(Entries from a dataset)
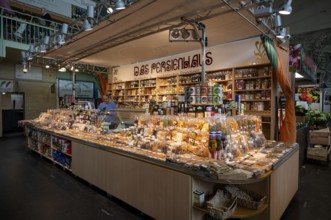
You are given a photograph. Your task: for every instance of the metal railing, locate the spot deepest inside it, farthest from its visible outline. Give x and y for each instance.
(25, 28)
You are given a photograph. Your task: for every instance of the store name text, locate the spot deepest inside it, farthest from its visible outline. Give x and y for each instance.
(172, 65)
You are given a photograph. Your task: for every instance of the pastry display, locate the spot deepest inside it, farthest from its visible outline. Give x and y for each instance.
(219, 147)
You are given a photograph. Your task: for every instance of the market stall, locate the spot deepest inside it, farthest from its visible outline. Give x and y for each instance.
(157, 166)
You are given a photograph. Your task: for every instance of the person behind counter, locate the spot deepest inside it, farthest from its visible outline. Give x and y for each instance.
(107, 105)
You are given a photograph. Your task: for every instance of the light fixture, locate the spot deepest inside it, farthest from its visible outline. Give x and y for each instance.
(119, 5)
(185, 33)
(25, 67)
(43, 46)
(298, 75)
(278, 21)
(262, 12)
(110, 10)
(286, 8)
(62, 69)
(174, 33)
(29, 56)
(29, 53)
(61, 36)
(90, 11)
(20, 30)
(61, 39)
(88, 25)
(64, 29)
(281, 33)
(23, 55)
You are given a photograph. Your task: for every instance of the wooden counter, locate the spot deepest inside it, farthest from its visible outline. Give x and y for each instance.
(163, 190)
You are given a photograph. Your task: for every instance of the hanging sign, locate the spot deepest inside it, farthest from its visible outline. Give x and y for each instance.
(6, 86)
(83, 89)
(223, 56)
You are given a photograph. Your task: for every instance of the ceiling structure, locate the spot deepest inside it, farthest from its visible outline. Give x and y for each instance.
(141, 32)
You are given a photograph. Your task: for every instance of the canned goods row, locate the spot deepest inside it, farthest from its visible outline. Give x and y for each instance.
(204, 90)
(211, 100)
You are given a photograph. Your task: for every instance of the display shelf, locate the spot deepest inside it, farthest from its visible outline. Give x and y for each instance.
(255, 100)
(63, 166)
(251, 90)
(253, 77)
(240, 212)
(188, 84)
(220, 80)
(259, 113)
(147, 87)
(59, 150)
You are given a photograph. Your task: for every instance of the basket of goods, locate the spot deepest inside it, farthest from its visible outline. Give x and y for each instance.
(222, 205)
(246, 198)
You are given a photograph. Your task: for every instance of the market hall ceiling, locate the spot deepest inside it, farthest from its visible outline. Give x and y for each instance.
(141, 32)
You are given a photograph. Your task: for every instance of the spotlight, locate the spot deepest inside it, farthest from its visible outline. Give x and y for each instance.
(61, 36)
(61, 39)
(110, 10)
(119, 5)
(278, 21)
(29, 56)
(185, 33)
(281, 33)
(90, 11)
(25, 67)
(88, 25)
(46, 40)
(175, 33)
(23, 55)
(31, 48)
(42, 48)
(286, 8)
(20, 30)
(262, 12)
(64, 29)
(62, 69)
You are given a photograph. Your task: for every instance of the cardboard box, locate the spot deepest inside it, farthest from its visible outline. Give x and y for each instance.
(318, 153)
(320, 137)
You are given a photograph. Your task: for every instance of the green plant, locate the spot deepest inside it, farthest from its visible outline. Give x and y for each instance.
(300, 110)
(314, 117)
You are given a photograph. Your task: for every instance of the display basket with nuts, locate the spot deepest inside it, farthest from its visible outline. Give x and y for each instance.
(246, 198)
(222, 205)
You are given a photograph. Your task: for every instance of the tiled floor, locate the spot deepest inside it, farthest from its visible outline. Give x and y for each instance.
(33, 188)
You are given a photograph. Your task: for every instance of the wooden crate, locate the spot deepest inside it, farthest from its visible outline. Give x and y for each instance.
(321, 136)
(318, 153)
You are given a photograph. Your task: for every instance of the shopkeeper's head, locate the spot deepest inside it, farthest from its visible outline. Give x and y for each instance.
(107, 98)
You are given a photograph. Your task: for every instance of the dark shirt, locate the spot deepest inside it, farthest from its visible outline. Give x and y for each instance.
(48, 19)
(106, 107)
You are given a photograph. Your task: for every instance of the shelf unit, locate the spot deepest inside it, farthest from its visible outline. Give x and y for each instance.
(254, 84)
(260, 185)
(55, 149)
(225, 79)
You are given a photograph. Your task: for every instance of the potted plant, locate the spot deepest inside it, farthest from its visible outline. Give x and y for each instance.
(317, 119)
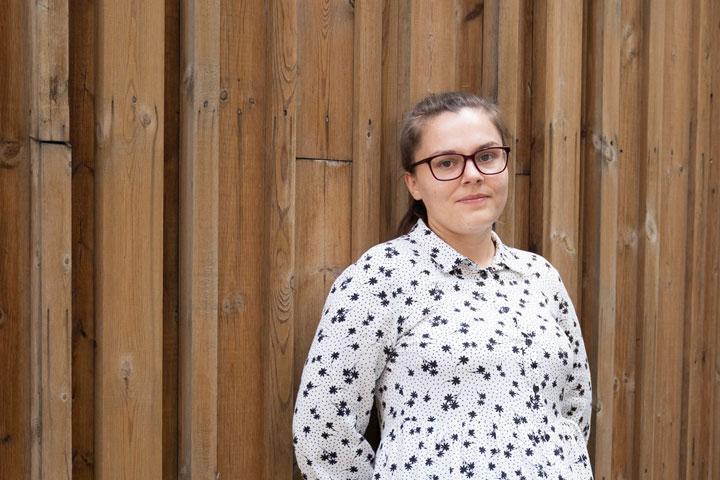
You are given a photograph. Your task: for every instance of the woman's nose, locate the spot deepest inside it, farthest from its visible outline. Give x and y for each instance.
(471, 173)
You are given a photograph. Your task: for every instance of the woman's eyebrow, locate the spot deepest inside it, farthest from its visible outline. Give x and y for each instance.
(481, 147)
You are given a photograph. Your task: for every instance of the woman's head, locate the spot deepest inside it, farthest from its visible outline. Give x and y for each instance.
(462, 123)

-- WHAT TO PRODUCE --
Repeat the lines of the records verbatim, starting at the line containing "of the shopkeeper's" and stopping after the final line. Images stay out.

-- ANSWER TO THE TASK --
You are given a photograph. Your task: for every instance of the shopkeeper's head, locate the spot deepest inside it, farthest from its visible outline. Give x and y for each instance.
(107, 98)
You are given a photograph. Your task: for every instance of the dark shirt, locate the spot deepest inside it, farthest from its visible outline. Give x and y for each instance.
(48, 19)
(106, 107)
You are given a photograph. Your task: for every instance of the shelf unit, locate the spot deepest inside it, farthest from its visible outline. Give x and y for each instance.
(254, 84)
(260, 185)
(55, 149)
(225, 79)
You are given a photograph. Your task: for every instance of the potted plant, locate the spot deepest inside it, farthest from its visible outline. Give x and y for each instance.
(317, 119)
You are given a photograph. Your task: for every instance of the woman's nose, locate the spot deepest inside it, farthest from its visible outline. Give x and y for each instance.
(471, 173)
You are given a photograph. Your task: for every instance of the woman's eyebrow, locate the spot deepest inside it, farthest from its visible outline. Give x and y for each instance.
(481, 147)
You are given a photograph. Your task: for every instance of the woman's head, locate the spot deepest inside it, farthest from its visible outline. Give x and y for each instance.
(462, 123)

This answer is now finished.